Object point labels
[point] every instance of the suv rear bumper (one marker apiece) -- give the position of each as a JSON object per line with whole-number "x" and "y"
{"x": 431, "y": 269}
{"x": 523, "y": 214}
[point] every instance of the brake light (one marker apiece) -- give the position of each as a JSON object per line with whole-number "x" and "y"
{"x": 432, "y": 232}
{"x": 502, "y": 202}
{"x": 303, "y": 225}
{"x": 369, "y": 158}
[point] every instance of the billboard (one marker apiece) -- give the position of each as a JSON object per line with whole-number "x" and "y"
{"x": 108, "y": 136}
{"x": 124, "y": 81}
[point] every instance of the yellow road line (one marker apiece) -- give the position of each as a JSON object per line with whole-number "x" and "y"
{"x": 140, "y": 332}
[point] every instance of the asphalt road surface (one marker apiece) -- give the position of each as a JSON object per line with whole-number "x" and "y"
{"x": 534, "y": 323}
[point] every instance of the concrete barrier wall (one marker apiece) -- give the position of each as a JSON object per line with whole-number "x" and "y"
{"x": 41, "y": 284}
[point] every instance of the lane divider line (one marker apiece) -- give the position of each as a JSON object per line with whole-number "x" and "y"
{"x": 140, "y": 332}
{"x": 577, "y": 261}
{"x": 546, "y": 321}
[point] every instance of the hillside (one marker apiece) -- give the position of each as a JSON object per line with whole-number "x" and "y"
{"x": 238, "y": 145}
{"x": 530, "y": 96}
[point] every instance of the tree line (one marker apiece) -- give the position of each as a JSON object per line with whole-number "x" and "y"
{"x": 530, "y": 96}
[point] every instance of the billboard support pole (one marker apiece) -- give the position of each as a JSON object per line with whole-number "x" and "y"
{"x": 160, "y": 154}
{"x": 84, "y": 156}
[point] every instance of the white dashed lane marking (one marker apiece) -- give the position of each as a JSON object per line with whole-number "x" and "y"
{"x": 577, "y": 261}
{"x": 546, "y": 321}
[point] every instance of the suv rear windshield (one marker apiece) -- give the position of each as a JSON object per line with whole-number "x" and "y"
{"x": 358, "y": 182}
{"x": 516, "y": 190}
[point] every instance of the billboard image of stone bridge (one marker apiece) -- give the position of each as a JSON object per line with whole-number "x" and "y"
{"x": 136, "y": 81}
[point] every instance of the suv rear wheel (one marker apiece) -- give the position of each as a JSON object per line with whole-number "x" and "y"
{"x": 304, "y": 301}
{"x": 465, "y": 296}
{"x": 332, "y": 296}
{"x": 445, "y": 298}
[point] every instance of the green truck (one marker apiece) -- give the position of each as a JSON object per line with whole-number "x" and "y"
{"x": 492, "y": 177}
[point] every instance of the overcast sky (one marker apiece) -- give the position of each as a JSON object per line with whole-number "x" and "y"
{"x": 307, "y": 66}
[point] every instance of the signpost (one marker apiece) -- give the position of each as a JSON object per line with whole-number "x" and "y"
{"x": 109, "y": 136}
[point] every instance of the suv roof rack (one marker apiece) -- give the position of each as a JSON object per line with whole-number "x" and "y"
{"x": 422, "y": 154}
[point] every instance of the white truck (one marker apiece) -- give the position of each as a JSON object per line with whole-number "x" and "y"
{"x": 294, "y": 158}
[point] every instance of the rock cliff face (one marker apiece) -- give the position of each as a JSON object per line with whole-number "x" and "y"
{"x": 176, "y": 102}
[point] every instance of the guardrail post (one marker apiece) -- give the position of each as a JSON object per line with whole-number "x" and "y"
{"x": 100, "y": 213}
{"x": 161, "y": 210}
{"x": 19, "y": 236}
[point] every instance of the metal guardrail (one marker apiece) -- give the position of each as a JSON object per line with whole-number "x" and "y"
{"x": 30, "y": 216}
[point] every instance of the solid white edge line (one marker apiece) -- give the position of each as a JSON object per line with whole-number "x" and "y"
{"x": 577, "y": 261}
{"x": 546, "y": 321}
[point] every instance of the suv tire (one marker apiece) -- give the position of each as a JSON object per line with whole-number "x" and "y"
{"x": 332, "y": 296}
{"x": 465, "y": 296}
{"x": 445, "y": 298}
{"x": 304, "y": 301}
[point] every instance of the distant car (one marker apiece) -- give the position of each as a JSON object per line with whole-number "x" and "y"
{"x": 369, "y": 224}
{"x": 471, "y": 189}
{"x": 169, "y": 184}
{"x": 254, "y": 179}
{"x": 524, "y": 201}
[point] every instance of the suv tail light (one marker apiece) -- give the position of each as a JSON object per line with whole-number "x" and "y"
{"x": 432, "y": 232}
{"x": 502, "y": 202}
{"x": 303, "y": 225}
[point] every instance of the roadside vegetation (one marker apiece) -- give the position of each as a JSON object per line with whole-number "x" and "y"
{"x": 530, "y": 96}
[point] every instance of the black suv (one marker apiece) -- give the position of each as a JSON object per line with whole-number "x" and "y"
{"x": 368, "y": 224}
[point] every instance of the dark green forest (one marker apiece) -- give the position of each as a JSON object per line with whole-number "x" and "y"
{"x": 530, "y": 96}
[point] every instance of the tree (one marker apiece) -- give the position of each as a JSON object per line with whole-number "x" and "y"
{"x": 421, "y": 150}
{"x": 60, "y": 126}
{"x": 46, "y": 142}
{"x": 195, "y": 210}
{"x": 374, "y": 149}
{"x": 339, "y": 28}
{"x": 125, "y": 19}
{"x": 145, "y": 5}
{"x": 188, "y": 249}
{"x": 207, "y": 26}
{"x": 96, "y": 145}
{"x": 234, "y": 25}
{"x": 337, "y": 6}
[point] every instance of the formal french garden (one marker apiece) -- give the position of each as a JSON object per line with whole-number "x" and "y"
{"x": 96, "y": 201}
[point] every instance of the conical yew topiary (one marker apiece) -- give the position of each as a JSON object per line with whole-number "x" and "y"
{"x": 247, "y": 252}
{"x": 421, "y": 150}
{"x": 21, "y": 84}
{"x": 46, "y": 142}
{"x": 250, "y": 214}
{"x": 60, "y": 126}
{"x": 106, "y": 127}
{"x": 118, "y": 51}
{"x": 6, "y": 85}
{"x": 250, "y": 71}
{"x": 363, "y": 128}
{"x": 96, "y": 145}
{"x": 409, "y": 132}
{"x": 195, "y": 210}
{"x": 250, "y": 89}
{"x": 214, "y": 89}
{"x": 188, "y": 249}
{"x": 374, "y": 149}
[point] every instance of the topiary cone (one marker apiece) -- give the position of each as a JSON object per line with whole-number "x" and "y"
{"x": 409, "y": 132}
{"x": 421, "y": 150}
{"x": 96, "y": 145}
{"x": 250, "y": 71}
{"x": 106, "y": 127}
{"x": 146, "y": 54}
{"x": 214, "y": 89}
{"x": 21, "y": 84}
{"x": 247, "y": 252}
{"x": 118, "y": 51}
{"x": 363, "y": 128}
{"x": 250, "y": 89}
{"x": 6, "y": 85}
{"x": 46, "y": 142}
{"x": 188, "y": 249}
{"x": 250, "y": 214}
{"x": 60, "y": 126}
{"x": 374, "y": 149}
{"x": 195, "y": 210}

**Stated exercise**
Retype the data exactly as given.

**Written response**
[point] every instance of the suv rear bumper (one marker apiece) -- give the position of each as a JSON object per line with whole-number "x" and "y"
{"x": 431, "y": 269}
{"x": 523, "y": 214}
[point] every instance of the brake light (one marker apiece) -- give the position of each as a JSON object per line with whole-number "x" and "y"
{"x": 432, "y": 232}
{"x": 502, "y": 202}
{"x": 303, "y": 225}
{"x": 369, "y": 158}
[point] every instance of the billboard (one marker apiece) -- give the position of each as a JSON object per line with whole-number "x" and "y"
{"x": 108, "y": 136}
{"x": 124, "y": 81}
[point] every instance of the yellow road line (one marker apiece) -- give the position of each as a JSON object per line with whole-number "x" and "y"
{"x": 140, "y": 332}
[point] every instance of the asphalt road surface (one marker apiece) -- give the position of each as a JSON object per line with whole-number "x" and "y"
{"x": 534, "y": 323}
[point] every instance of the concrete barrier wall (one marker apiece) -- give the position of each as a JSON object per line with whole-number "x" and "y"
{"x": 41, "y": 284}
[point] every instance of the lane divider line (one marker apiece) -- give the position of each as a JSON object per line with whole-number "x" and "y"
{"x": 140, "y": 332}
{"x": 577, "y": 261}
{"x": 546, "y": 321}
[point] every instance of the hillside (one marker apiece) -- give the position of each as a JSON object per line with whole-number "x" and "y"
{"x": 238, "y": 145}
{"x": 530, "y": 96}
[point] every instance of the tree line (one marker apiece) -- give the position of each as a JSON object per line with whole-number "x" and "y"
{"x": 530, "y": 96}
[point] every instance of the billboard support pole (one marker apiece) -- give the position of each as a JSON object per line with whole-number "x" and "y"
{"x": 160, "y": 154}
{"x": 84, "y": 156}
[point] every instance of the white dashed lane marking (one marker apiece) -- give the position of each as a JSON object per line with whole-number "x" and "y"
{"x": 577, "y": 261}
{"x": 546, "y": 321}
[point] every instance of the suv rear windshield (one marker apiece) -- give the position of each as a JSON object per line with whole-number "x" and "y"
{"x": 358, "y": 182}
{"x": 516, "y": 190}
[point] every instance of the billboard image of stone bridge (one marker apiece) -- give the position of each as a JSON object per line with whole-number "x" and "y"
{"x": 136, "y": 81}
[point] every instance of the suv rear wheel (one marker apiece) -- give the position of each as a JSON object per line with whole-number "x" and "y"
{"x": 304, "y": 301}
{"x": 465, "y": 296}
{"x": 332, "y": 296}
{"x": 445, "y": 298}
[point] every instance of the green truck (one marker apiece) -- give the position of each as a JSON object per line with whole-number "x" and "y"
{"x": 492, "y": 177}
[point] every instance of the overcast sky (one marker apiece) -- give the position of each as a JSON object per line with whole-number "x" and "y"
{"x": 307, "y": 66}
[point] every instance of the signpost (one marker apiece) -- give the position of each as a JSON object per line with whole-number "x" and "y"
{"x": 109, "y": 136}
[point] every instance of the suv roof rack (one marker apiece) -- give the position of each as a JSON object per line with whole-number "x" and "y"
{"x": 422, "y": 154}
[point] every instance of the white truck (one marker apiece) -- give the position of each as a JSON object per line with whole-number "x" and "y"
{"x": 294, "y": 158}
[point] every instance of the rock cliff face (one marker apiece) -- give the position of each as a JSON object per line with whole-number "x" and "y"
{"x": 176, "y": 102}
[point] every instance of the guardrail post (one marker apiece) -- give the position of each as a JSON object per line with whole-number "x" and "y"
{"x": 100, "y": 213}
{"x": 161, "y": 210}
{"x": 19, "y": 236}
[point] every instance of the metal guardrail (one marker apiece) -- give the position of each as a JSON object per line with whole-number "x" and "y"
{"x": 30, "y": 216}
[point] every instance of the solid white edge line (one marker apiece) -- give the position of each as a JSON object per line with whole-number "x" and "y"
{"x": 577, "y": 261}
{"x": 546, "y": 321}
[point] every instance of the suv tire (one marker apiece) -- give the position of each as a JSON object per line with whole-number "x" and "y"
{"x": 332, "y": 296}
{"x": 465, "y": 296}
{"x": 445, "y": 298}
{"x": 304, "y": 301}
[point] every instance of the distant car (one marker apiece) -- give the position of each as a JSON object per line with whole-number "x" and "y"
{"x": 369, "y": 224}
{"x": 471, "y": 189}
{"x": 169, "y": 184}
{"x": 254, "y": 179}
{"x": 524, "y": 201}
[point] every instance of the suv tail light (one marker apiece) -- give the position of each as a JSON object per line with whole-number "x" and "y"
{"x": 432, "y": 232}
{"x": 502, "y": 202}
{"x": 303, "y": 225}
[point] every instance of the roadside vegetation (one marker apiece) -- give the position of each as a JSON object per line with whole-number "x" and "y"
{"x": 530, "y": 96}
[point] every instance of the black suv (one marker apiece) -- give the position of each as a JSON object per line with whole-number "x" and "y"
{"x": 368, "y": 224}
[point] every instance of the dark green forest (one marker apiece) -- give the position of each as a JSON object per line with whole-number "x" and "y"
{"x": 530, "y": 96}
[point] every instance of the tree (one marker apiece) -- give the position of each as a JSON object per line with whole-number "x" and "y"
{"x": 421, "y": 150}
{"x": 60, "y": 126}
{"x": 46, "y": 142}
{"x": 195, "y": 210}
{"x": 374, "y": 149}
{"x": 339, "y": 28}
{"x": 125, "y": 19}
{"x": 145, "y": 5}
{"x": 188, "y": 249}
{"x": 207, "y": 26}
{"x": 96, "y": 145}
{"x": 234, "y": 25}
{"x": 337, "y": 6}
[point] every instance of the formal french garden (one marker apiece) -- give the position of each as a JSON object per line with whole-number "x" and "y"
{"x": 96, "y": 201}
[point] every instance of the conical yew topiary (one marker apiece) -- give the position of each as a JSON object per line with whole-number "x" and "y"
{"x": 247, "y": 252}
{"x": 421, "y": 150}
{"x": 21, "y": 84}
{"x": 46, "y": 142}
{"x": 250, "y": 214}
{"x": 60, "y": 126}
{"x": 106, "y": 127}
{"x": 118, "y": 51}
{"x": 6, "y": 85}
{"x": 250, "y": 71}
{"x": 363, "y": 128}
{"x": 96, "y": 145}
{"x": 409, "y": 132}
{"x": 195, "y": 210}
{"x": 250, "y": 89}
{"x": 214, "y": 89}
{"x": 188, "y": 249}
{"x": 374, "y": 149}
[point] every instance of the topiary cone (one marker apiece) -- give the position of each as a JSON object per line with whole-number "x" and "y"
{"x": 409, "y": 132}
{"x": 421, "y": 150}
{"x": 96, "y": 145}
{"x": 250, "y": 71}
{"x": 106, "y": 127}
{"x": 146, "y": 54}
{"x": 214, "y": 89}
{"x": 21, "y": 84}
{"x": 247, "y": 252}
{"x": 118, "y": 51}
{"x": 363, "y": 128}
{"x": 250, "y": 89}
{"x": 6, "y": 85}
{"x": 46, "y": 142}
{"x": 188, "y": 249}
{"x": 250, "y": 214}
{"x": 60, "y": 126}
{"x": 374, "y": 149}
{"x": 195, "y": 210}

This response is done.